Exercise requirements :: Copy each of the rows below word for word, keeping their order.

Provided material ::
◇ ◇ ◇
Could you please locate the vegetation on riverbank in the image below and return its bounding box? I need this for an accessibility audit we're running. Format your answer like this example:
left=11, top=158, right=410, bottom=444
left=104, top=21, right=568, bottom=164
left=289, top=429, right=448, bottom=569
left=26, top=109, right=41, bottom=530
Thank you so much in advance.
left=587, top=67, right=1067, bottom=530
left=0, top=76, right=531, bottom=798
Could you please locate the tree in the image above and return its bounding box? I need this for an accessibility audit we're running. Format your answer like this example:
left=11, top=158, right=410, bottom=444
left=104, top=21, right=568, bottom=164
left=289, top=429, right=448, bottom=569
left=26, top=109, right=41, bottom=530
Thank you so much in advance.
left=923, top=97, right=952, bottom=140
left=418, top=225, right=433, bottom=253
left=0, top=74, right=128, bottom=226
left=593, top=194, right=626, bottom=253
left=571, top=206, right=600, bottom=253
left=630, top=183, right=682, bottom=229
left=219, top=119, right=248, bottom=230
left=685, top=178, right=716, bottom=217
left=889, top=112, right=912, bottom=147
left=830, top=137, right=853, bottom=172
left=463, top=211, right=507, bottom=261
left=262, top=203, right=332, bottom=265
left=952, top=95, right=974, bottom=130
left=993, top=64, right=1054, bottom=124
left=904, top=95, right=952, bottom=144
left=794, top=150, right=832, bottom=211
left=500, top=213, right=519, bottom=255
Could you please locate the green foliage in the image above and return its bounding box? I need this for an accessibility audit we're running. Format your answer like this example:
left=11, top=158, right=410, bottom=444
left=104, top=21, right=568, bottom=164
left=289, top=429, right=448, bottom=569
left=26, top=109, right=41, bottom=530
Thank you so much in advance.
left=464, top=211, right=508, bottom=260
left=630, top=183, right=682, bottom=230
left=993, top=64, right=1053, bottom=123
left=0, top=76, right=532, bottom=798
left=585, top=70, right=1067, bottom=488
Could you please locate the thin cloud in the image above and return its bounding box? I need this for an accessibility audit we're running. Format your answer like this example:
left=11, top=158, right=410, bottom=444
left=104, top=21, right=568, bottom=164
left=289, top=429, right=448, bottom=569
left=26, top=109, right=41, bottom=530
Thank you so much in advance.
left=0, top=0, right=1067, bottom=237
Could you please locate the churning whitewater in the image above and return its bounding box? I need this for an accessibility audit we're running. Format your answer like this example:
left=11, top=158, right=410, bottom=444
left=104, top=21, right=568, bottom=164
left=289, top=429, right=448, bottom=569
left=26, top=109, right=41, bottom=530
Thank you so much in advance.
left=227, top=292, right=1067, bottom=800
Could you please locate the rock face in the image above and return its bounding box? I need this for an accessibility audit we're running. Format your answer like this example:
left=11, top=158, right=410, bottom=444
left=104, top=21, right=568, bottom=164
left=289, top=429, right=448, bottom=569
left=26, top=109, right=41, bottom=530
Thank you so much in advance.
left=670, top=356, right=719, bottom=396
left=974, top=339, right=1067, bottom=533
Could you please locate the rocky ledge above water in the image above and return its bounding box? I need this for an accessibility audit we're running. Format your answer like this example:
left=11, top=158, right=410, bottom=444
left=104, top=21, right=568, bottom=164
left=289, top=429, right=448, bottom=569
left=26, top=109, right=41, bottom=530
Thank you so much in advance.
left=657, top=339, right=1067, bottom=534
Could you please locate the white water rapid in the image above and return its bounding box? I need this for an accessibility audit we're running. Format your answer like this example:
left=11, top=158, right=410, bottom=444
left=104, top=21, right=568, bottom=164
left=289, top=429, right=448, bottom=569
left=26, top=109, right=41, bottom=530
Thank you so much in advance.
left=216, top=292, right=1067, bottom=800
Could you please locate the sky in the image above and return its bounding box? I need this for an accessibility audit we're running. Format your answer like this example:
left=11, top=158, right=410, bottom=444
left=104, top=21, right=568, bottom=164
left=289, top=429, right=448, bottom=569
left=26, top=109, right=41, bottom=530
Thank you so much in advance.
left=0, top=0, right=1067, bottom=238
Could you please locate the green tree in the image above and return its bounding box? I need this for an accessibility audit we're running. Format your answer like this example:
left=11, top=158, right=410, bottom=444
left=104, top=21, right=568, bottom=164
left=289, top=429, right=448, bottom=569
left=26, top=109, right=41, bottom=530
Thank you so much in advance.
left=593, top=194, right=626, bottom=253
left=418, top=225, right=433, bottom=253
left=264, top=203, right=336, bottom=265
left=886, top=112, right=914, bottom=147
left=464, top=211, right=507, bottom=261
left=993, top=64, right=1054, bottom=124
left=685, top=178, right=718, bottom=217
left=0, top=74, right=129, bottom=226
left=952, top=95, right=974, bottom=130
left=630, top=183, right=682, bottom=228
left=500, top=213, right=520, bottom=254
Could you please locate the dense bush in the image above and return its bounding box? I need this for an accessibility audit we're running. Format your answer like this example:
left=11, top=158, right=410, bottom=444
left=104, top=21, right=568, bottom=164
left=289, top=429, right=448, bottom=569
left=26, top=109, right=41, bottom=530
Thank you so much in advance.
◇ ◇ ◇
Problem solution ::
Could you please locate the vegetation on riverbank in the image below and return its bounding box? I need this for an accessibility audit we're running. Format your answer like this example:
left=11, top=158, right=410, bottom=444
left=104, top=21, right=568, bottom=164
left=289, top=429, right=448, bottom=569
left=26, top=109, right=41, bottom=530
Thank you so much in advance.
left=587, top=67, right=1067, bottom=530
left=0, top=76, right=531, bottom=798
Could you please locate the tree in the image above and return its bounding box? I need this for an accessibility audit we're running. Format your answer like this example:
left=11, top=158, right=410, bottom=444
left=104, top=21, right=568, bottom=164
left=289, top=429, right=448, bottom=569
left=26, top=109, right=41, bottom=530
Thank you so much in advance.
left=923, top=97, right=952, bottom=140
left=418, top=225, right=433, bottom=253
left=0, top=74, right=128, bottom=226
left=593, top=194, right=626, bottom=253
left=571, top=206, right=600, bottom=253
left=630, top=183, right=682, bottom=229
left=219, top=119, right=248, bottom=230
left=685, top=178, right=716, bottom=217
left=889, top=112, right=912, bottom=147
left=830, top=137, right=853, bottom=172
left=463, top=211, right=507, bottom=261
left=262, top=203, right=332, bottom=265
left=952, top=95, right=974, bottom=130
left=993, top=64, right=1054, bottom=124
left=904, top=95, right=952, bottom=144
left=794, top=150, right=832, bottom=211
left=500, top=213, right=519, bottom=255
Could you please locate the green foliage in the image above and return its bounding box? I need this for an accessibility audit we're running. Format your answer like this example:
left=11, top=158, right=410, bottom=444
left=104, top=21, right=568, bottom=164
left=289, top=429, right=448, bottom=569
left=26, top=109, right=41, bottom=530
Thank you so much in advance.
left=464, top=211, right=508, bottom=260
left=630, top=183, right=682, bottom=230
left=993, top=64, right=1053, bottom=123
left=0, top=76, right=532, bottom=798
left=585, top=70, right=1067, bottom=488
Could you please locate the thin cloud in the image above and return its bounding box? I need this for an accessibility audit we're running. Format your answer like this example:
left=11, top=158, right=410, bottom=444
left=104, top=21, right=568, bottom=164
left=289, top=429, right=448, bottom=569
left=26, top=109, right=41, bottom=530
Thank you so much in advance.
left=0, top=0, right=1067, bottom=237
Could you please locate the churning whitewater in the image above and return its bounding box? I need this for an accessibility audit we're running. Format your answer like this example:
left=11, top=158, right=410, bottom=444
left=104, top=21, right=568, bottom=164
left=289, top=429, right=448, bottom=569
left=26, top=109, right=41, bottom=530
Thank you so much in advance.
left=227, top=292, right=1067, bottom=800
Could you please locate the rock face in the image above and return its bounding box? I need this for an accessibility audit we're running. Format your answer like this example:
left=11, top=158, right=410, bottom=444
left=104, top=21, right=568, bottom=164
left=289, top=429, right=448, bottom=569
left=26, top=109, right=41, bottom=530
Thank you so much in advance.
left=670, top=356, right=719, bottom=396
left=974, top=339, right=1067, bottom=533
Could you please locate the rocky ledge above water in the image above and return its bounding box? I need this for an accessibility audit we're running. Format your answer like this example:
left=11, top=158, right=410, bottom=444
left=104, top=21, right=568, bottom=164
left=289, top=429, right=448, bottom=569
left=26, top=109, right=41, bottom=530
Thank you so much in advance.
left=657, top=339, right=1067, bottom=534
Could you please locate the white water rapid in the image above and return its bounding box? I need this for an accessibility audit we're running. Format your answer like this example:
left=11, top=158, right=410, bottom=444
left=104, top=21, right=568, bottom=164
left=289, top=429, right=448, bottom=569
left=26, top=109, right=41, bottom=530
Thank you so much in advance.
left=216, top=292, right=1067, bottom=800
Could you please locate the sky in the image above and return its bounding box? I need this for an accessibility audit we're running. Format your answer like this example:
left=11, top=158, right=410, bottom=444
left=104, top=21, right=568, bottom=164
left=289, top=429, right=448, bottom=569
left=26, top=109, right=41, bottom=530
Thank you so much in advance.
left=0, top=0, right=1067, bottom=238
Could you please locate the green tree in the image above and return its bounding box? I need this for an accessibility audit we're running. Format your answer like this example:
left=11, top=158, right=410, bottom=444
left=104, top=21, right=568, bottom=164
left=289, top=429, right=448, bottom=569
left=26, top=109, right=41, bottom=530
Thank you so much in advance.
left=593, top=194, right=626, bottom=253
left=418, top=225, right=433, bottom=253
left=264, top=203, right=336, bottom=265
left=886, top=112, right=914, bottom=147
left=464, top=211, right=507, bottom=261
left=993, top=64, right=1054, bottom=124
left=685, top=178, right=718, bottom=217
left=0, top=74, right=129, bottom=226
left=952, top=95, right=974, bottom=130
left=630, top=183, right=682, bottom=228
left=500, top=213, right=520, bottom=254
Could you please locate the dense bush in the image above and return its bounding box? I need this for an accessibility audit we're running. Format your answer like this example:
left=11, top=158, right=410, bottom=444
left=104, top=21, right=568, bottom=164
left=289, top=429, right=448, bottom=569
left=26, top=109, right=41, bottom=530
Thank you so much in advance.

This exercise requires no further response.